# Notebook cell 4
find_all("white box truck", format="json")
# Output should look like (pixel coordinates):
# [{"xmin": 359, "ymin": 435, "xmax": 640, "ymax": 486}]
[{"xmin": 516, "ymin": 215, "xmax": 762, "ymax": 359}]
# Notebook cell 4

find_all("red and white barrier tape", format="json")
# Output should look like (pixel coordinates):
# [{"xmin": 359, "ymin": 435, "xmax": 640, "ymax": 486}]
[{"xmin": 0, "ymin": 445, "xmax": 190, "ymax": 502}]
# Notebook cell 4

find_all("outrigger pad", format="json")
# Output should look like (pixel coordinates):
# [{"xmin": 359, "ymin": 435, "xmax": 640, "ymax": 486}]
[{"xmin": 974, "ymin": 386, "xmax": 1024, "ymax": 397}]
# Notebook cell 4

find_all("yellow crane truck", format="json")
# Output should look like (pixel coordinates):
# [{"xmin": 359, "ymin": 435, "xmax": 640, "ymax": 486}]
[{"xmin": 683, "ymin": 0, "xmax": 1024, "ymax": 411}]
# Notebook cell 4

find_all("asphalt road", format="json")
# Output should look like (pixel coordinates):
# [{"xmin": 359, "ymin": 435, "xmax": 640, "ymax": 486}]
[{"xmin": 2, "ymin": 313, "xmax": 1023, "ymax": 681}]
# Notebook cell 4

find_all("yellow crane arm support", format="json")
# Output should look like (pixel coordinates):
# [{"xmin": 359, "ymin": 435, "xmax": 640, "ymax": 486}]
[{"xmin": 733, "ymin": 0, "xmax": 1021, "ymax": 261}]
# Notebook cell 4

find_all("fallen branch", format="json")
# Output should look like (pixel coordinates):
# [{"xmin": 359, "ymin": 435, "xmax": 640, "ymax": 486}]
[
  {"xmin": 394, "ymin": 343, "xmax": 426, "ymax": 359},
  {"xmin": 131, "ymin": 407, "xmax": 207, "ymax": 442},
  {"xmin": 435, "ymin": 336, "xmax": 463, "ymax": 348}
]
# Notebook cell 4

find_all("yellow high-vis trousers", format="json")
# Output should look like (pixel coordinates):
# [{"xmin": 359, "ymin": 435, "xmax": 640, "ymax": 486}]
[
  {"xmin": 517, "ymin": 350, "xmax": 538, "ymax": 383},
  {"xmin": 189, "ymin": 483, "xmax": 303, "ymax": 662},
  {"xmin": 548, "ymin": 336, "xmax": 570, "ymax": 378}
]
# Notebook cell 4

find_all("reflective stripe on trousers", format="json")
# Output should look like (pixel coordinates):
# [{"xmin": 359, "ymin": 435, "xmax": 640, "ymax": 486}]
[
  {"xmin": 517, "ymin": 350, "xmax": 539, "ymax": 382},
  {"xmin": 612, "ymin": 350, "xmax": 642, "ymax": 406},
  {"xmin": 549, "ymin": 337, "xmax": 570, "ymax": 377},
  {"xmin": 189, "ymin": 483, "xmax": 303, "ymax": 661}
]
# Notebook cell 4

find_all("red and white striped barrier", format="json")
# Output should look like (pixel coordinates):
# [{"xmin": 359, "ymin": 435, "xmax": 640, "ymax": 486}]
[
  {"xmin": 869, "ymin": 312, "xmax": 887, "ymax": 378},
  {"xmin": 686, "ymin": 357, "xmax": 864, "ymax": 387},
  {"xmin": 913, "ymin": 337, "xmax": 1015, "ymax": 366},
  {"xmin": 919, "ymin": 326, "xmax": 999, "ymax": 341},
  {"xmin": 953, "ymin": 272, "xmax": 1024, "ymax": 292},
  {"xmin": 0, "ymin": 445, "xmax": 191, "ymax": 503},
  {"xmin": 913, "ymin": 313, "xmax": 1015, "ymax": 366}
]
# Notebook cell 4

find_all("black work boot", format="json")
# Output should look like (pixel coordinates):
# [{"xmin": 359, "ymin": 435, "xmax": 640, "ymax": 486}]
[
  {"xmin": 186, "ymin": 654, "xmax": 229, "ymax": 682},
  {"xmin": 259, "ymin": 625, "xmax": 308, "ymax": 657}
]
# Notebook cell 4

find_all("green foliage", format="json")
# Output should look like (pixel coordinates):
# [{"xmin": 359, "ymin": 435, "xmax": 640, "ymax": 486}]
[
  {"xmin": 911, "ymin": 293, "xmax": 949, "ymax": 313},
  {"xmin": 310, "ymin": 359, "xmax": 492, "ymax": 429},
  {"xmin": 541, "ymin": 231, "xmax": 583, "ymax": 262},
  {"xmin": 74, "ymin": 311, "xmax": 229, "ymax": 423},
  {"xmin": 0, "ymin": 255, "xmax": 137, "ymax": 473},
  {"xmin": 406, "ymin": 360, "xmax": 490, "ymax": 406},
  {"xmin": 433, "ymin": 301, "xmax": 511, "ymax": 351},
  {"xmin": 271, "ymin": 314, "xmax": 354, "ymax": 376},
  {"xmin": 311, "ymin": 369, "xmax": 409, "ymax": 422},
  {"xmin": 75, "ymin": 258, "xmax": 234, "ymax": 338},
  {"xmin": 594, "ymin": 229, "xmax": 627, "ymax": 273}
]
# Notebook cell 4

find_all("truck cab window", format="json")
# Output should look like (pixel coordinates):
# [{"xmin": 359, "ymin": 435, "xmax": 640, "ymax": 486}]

## Instructions for the task:
Please output every line shown above exactly.

## Result of the exercise:
# Notebook cell 4
find_all("white box truck", format="json")
# Output should look like (pixel coordinates):
# [{"xmin": 359, "ymin": 435, "xmax": 640, "ymax": 486}]
[{"xmin": 516, "ymin": 215, "xmax": 762, "ymax": 359}]
# Notebook cell 4

find_all("red and white barrier tape", format="json")
# Output should look like (pixel coordinates):
# [{"xmin": 359, "ymin": 435, "xmax": 640, "ymax": 486}]
[{"xmin": 0, "ymin": 445, "xmax": 190, "ymax": 502}]
# Notebook cell 4

find_all("outrigger pad", format="json")
# Output should look like (pixel coordinates):
# [{"xmin": 359, "ymin": 435, "xmax": 640, "ymax": 486}]
[{"xmin": 974, "ymin": 386, "xmax": 1024, "ymax": 397}]
# Notebook cell 4

find_all("yellow crane truck", format="json")
# Output should look like (pixel coordinates):
# [{"xmin": 359, "ymin": 435, "xmax": 640, "ymax": 486}]
[{"xmin": 683, "ymin": 0, "xmax": 1024, "ymax": 411}]
# Notebook cell 4

find_all("asphalt road", format="json")
# Output should look like (pixel coordinates):
# [{"xmin": 359, "ymin": 435, "xmax": 640, "ymax": 486}]
[{"xmin": 2, "ymin": 313, "xmax": 1023, "ymax": 681}]
# Notebook cell 4

find_all("yellow crane arm support", format="json")
# Output should look like (pixel coordinates):
# [{"xmin": 359, "ymin": 435, "xmax": 640, "ymax": 486}]
[{"xmin": 733, "ymin": 0, "xmax": 1021, "ymax": 261}]
# Notebook cell 4

find_all("fallen branch", format="json")
# Output should look like (pixel coordinates):
# [{"xmin": 359, "ymin": 435, "xmax": 640, "ymax": 486}]
[
  {"xmin": 394, "ymin": 343, "xmax": 426, "ymax": 359},
  {"xmin": 131, "ymin": 407, "xmax": 207, "ymax": 442},
  {"xmin": 435, "ymin": 336, "xmax": 463, "ymax": 348}
]
# Notebook cell 4

find_all("yellow high-vis trousers", format="json")
# Output should look like (pixel coordinates):
# [{"xmin": 359, "ymin": 435, "xmax": 640, "ymax": 486}]
[
  {"xmin": 517, "ymin": 350, "xmax": 538, "ymax": 383},
  {"xmin": 189, "ymin": 483, "xmax": 303, "ymax": 662},
  {"xmin": 548, "ymin": 336, "xmax": 570, "ymax": 378}
]
# Notebook cell 4

find_all("reflective stripe on trousers", format="json")
# Output should look like (pixel coordinates):
# [{"xmin": 359, "ymin": 435, "xmax": 640, "ymax": 486}]
[
  {"xmin": 517, "ymin": 350, "xmax": 539, "ymax": 382},
  {"xmin": 612, "ymin": 350, "xmax": 642, "ymax": 406},
  {"xmin": 549, "ymin": 337, "xmax": 570, "ymax": 377},
  {"xmin": 189, "ymin": 483, "xmax": 303, "ymax": 661}
]
# Notebook cell 4

find_all("red and white striped barrier", format="json")
# Output should look like (pixel coordinates):
# [{"xmin": 359, "ymin": 435, "xmax": 640, "ymax": 486}]
[
  {"xmin": 869, "ymin": 312, "xmax": 887, "ymax": 378},
  {"xmin": 686, "ymin": 357, "xmax": 864, "ymax": 387},
  {"xmin": 913, "ymin": 337, "xmax": 1015, "ymax": 366},
  {"xmin": 919, "ymin": 326, "xmax": 999, "ymax": 341},
  {"xmin": 953, "ymin": 272, "xmax": 1024, "ymax": 292},
  {"xmin": 0, "ymin": 445, "xmax": 191, "ymax": 503},
  {"xmin": 913, "ymin": 313, "xmax": 1015, "ymax": 366}
]
# Notebook cell 4

find_all("black work boot", format="json")
# Output should look like (pixel coordinates):
# [{"xmin": 359, "ymin": 435, "xmax": 640, "ymax": 486}]
[
  {"xmin": 186, "ymin": 654, "xmax": 229, "ymax": 682},
  {"xmin": 259, "ymin": 625, "xmax": 308, "ymax": 657}
]
# Notebook cell 4

find_all("green foliage", format="json")
# Output should look like (pixel coordinates):
# [{"xmin": 359, "ymin": 435, "xmax": 640, "ymax": 486}]
[
  {"xmin": 911, "ymin": 293, "xmax": 949, "ymax": 313},
  {"xmin": 310, "ymin": 359, "xmax": 492, "ymax": 429},
  {"xmin": 541, "ymin": 231, "xmax": 583, "ymax": 262},
  {"xmin": 74, "ymin": 311, "xmax": 229, "ymax": 423},
  {"xmin": 0, "ymin": 255, "xmax": 137, "ymax": 473},
  {"xmin": 406, "ymin": 360, "xmax": 490, "ymax": 406},
  {"xmin": 433, "ymin": 301, "xmax": 511, "ymax": 351},
  {"xmin": 271, "ymin": 314, "xmax": 354, "ymax": 376},
  {"xmin": 311, "ymin": 369, "xmax": 409, "ymax": 422},
  {"xmin": 75, "ymin": 258, "xmax": 234, "ymax": 338},
  {"xmin": 594, "ymin": 229, "xmax": 627, "ymax": 273}
]
# Notebook cell 4

find_all("truck cab window", format="json")
# Output should look like (pixel coordinates):
# [{"xmin": 359, "ymin": 435, "xmax": 640, "ymax": 486}]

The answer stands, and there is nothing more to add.